> [REQUIREMENT] Reproduce the lines below without any change, from the line with "wooden utility pole" up to and including the line with "x=393 y=171".

[Saved data entries]

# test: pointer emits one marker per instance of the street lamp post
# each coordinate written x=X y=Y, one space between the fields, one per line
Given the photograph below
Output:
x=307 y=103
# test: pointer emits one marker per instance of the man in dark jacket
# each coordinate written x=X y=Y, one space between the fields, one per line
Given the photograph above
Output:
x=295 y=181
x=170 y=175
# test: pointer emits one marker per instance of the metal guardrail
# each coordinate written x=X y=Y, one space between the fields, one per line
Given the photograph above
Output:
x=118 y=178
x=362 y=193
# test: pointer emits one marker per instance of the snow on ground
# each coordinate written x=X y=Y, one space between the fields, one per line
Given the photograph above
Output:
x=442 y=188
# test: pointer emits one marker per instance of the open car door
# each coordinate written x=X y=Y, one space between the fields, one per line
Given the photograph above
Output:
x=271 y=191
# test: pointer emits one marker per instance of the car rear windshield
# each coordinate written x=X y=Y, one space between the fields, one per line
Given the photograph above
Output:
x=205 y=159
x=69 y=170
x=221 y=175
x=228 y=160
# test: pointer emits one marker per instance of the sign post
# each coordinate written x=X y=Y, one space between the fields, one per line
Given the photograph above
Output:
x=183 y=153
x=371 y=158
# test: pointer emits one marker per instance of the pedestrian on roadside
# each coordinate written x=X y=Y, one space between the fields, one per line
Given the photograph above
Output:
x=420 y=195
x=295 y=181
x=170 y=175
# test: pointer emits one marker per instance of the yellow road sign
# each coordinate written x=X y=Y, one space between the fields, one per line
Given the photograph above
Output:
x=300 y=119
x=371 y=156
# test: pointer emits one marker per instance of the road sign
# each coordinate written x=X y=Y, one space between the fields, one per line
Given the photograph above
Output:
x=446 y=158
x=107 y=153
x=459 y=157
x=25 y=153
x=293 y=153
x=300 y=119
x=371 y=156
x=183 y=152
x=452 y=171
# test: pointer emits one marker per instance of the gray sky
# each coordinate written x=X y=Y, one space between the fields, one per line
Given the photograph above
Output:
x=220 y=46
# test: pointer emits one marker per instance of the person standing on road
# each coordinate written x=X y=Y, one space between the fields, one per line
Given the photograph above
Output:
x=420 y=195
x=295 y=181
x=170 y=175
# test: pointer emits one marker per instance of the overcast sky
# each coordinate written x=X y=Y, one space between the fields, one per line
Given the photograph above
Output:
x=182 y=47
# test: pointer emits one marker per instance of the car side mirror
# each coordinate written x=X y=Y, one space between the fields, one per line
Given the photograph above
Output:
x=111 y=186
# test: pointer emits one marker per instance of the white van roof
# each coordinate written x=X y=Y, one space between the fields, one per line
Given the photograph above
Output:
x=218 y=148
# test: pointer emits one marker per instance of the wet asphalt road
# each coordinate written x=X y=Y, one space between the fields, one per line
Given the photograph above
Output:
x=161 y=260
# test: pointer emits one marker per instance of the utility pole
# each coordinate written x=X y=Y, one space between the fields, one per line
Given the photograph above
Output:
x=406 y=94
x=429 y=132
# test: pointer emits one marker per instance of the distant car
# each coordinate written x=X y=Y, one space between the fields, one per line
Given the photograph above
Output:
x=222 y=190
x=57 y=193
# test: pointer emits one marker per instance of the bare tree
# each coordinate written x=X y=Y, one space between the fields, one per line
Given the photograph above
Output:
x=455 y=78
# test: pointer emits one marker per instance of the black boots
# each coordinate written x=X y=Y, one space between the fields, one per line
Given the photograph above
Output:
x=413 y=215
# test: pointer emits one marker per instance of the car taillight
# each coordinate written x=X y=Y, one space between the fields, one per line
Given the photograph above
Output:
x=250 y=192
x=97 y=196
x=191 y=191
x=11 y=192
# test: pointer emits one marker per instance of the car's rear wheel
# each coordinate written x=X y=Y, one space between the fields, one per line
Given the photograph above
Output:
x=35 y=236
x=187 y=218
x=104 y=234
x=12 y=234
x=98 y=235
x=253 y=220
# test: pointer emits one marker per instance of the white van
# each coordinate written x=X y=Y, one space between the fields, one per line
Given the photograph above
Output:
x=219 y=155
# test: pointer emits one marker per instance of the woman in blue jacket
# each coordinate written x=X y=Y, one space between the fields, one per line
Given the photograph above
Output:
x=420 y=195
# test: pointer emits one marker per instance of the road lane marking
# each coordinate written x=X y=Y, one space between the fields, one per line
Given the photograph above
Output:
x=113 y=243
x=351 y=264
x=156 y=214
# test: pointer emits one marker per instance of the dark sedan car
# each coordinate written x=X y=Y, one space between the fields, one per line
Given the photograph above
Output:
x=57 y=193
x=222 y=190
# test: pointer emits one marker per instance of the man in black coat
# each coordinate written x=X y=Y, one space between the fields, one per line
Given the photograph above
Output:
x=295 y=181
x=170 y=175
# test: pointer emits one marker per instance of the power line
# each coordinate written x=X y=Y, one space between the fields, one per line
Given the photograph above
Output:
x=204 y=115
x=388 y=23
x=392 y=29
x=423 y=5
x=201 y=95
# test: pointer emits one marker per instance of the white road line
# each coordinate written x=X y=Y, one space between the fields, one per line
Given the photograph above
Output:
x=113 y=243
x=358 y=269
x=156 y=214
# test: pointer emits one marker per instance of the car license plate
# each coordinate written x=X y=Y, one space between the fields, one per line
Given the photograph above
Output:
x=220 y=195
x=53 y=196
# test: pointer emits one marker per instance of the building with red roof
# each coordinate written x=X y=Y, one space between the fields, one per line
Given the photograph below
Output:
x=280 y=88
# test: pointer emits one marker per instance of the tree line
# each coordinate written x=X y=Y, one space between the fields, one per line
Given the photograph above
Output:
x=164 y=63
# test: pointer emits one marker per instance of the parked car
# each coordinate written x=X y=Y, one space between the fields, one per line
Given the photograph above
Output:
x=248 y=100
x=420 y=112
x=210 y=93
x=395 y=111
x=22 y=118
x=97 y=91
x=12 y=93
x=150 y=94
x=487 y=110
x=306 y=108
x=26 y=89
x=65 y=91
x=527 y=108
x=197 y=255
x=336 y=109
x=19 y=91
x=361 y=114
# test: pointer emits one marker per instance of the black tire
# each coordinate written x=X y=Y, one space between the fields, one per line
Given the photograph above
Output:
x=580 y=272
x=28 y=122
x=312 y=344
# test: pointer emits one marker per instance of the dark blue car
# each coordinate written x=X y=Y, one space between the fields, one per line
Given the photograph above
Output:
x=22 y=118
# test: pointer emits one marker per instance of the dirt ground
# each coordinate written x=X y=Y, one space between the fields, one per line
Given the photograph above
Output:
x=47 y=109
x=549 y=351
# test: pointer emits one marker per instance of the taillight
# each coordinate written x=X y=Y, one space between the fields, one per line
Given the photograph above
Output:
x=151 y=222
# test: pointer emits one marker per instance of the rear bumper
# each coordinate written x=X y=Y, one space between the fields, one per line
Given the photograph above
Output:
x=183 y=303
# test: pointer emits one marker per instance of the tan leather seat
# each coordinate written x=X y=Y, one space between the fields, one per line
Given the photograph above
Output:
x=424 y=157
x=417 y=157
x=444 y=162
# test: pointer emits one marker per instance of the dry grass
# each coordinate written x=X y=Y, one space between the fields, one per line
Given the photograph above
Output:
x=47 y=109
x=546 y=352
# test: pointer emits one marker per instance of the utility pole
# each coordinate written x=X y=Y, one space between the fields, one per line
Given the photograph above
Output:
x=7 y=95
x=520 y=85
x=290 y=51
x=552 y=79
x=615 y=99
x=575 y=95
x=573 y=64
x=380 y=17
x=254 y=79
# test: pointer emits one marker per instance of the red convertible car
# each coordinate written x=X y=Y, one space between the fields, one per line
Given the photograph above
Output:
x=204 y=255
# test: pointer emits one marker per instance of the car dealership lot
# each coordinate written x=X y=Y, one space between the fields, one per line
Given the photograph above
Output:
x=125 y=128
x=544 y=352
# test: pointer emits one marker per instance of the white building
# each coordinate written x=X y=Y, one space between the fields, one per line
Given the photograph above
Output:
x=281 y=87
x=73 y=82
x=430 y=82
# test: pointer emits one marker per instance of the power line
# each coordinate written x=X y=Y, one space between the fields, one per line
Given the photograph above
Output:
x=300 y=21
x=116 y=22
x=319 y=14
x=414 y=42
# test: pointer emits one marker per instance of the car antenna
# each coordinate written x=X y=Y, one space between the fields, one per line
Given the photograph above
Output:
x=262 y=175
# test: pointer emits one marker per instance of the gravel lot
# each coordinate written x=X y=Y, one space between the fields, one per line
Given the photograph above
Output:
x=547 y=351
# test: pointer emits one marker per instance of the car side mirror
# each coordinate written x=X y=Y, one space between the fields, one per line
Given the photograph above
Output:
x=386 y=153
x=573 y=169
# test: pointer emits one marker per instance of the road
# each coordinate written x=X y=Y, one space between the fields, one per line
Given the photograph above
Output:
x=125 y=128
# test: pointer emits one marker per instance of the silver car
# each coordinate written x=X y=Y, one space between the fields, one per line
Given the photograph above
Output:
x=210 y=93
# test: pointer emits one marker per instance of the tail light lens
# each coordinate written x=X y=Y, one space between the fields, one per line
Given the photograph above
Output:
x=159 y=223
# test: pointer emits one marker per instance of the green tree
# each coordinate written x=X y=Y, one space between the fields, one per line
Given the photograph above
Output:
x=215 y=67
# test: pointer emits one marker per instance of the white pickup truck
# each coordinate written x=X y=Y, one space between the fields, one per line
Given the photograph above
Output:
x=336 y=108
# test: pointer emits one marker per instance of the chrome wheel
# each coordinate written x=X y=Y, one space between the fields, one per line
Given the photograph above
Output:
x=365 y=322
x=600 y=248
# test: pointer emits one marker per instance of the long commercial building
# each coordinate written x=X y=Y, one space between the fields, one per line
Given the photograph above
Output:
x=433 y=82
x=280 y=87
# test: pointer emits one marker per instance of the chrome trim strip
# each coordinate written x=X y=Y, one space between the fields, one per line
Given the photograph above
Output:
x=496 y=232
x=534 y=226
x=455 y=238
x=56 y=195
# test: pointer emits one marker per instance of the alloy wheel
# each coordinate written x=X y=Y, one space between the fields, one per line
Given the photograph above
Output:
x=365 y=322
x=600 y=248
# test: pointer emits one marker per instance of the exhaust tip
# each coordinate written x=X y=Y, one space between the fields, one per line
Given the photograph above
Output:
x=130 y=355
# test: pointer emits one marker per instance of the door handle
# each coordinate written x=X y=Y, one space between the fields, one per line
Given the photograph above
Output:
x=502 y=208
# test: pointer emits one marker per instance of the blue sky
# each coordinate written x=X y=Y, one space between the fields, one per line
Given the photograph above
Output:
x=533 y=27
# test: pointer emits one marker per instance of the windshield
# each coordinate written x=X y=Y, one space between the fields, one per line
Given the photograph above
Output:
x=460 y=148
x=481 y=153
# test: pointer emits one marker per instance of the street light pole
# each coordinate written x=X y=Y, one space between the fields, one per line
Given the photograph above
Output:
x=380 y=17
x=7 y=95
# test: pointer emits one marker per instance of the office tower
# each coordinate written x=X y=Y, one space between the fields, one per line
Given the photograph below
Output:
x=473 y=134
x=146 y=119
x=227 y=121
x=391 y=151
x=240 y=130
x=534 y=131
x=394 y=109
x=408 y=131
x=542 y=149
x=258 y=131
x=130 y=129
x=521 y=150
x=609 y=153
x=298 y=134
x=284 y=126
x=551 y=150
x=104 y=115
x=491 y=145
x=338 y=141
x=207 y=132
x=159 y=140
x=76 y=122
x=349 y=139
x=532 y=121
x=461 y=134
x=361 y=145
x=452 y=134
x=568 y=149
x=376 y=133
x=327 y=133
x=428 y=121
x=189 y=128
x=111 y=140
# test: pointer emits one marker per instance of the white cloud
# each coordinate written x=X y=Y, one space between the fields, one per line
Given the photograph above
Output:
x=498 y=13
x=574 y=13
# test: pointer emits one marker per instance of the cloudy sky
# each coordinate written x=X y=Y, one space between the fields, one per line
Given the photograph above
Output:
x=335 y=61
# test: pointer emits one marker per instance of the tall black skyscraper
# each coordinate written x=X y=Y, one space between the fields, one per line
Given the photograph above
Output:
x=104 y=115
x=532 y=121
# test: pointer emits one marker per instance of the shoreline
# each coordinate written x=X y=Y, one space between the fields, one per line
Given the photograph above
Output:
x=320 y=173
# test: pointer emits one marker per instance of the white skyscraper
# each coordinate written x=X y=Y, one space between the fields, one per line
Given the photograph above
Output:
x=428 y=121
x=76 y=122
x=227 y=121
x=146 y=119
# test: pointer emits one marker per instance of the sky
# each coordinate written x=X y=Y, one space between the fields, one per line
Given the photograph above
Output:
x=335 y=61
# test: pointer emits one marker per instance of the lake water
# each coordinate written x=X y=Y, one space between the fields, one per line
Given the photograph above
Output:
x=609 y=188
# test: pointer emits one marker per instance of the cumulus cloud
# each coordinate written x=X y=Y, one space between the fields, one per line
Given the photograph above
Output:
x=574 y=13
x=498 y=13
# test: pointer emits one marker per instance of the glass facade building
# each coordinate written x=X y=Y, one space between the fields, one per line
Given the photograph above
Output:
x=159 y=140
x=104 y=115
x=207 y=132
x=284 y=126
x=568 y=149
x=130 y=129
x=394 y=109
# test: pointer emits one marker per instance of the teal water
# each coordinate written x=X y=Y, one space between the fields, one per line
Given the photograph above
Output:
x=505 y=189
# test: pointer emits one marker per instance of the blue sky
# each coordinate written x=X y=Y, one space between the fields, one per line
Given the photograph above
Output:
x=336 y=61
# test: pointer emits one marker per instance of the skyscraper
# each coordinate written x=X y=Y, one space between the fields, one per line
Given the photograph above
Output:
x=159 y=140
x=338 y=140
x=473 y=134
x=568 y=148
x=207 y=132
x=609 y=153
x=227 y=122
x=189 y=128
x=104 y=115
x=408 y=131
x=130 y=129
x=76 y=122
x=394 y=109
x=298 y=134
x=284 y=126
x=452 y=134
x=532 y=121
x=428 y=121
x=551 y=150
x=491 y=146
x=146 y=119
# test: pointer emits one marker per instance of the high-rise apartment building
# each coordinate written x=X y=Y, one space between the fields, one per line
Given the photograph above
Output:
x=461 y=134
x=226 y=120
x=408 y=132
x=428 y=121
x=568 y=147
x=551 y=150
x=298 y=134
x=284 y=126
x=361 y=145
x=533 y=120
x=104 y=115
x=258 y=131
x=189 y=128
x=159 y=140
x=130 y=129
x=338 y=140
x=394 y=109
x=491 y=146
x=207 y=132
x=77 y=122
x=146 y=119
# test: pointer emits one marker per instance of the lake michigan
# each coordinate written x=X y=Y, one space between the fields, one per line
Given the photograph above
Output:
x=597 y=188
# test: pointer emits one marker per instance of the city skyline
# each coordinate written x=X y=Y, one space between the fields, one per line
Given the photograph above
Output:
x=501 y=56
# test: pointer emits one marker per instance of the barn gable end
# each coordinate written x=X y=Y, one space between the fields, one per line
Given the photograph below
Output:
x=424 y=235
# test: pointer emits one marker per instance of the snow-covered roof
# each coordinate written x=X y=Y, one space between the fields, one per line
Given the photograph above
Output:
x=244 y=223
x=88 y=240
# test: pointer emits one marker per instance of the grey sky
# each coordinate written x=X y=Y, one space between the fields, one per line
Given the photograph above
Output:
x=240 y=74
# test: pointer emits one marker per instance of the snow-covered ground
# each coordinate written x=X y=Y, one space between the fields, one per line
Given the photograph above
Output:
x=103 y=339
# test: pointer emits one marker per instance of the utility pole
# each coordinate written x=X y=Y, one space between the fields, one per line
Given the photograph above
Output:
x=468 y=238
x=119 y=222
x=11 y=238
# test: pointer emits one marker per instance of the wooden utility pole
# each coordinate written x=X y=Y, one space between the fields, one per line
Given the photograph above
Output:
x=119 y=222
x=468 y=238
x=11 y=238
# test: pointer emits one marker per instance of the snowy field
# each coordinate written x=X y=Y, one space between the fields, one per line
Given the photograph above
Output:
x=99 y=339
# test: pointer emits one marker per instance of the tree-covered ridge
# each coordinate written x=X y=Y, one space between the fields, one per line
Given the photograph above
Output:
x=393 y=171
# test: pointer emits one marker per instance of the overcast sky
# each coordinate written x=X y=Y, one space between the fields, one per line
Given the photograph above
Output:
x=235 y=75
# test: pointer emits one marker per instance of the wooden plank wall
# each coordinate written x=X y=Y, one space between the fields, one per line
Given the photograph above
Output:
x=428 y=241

> [RESULT BELOW]
# test: pointer emits one marker per instance of the wooden utility pole
# each coordinate written x=X y=Y, one space between the fields, one per line
Given the photograph above
Output:
x=119 y=222
x=468 y=238
x=11 y=238
# test: pointer emits one marker per instance of the snowy field
# each coordinate written x=X y=Y, one space between the fields, one per line
Given the photograph above
Output:
x=99 y=339
# test: pointer emits one marker per instance of the tree-covered ridge
# each coordinate written x=X y=Y, one space between the fields, one per line
Given the photograph above
Output:
x=393 y=171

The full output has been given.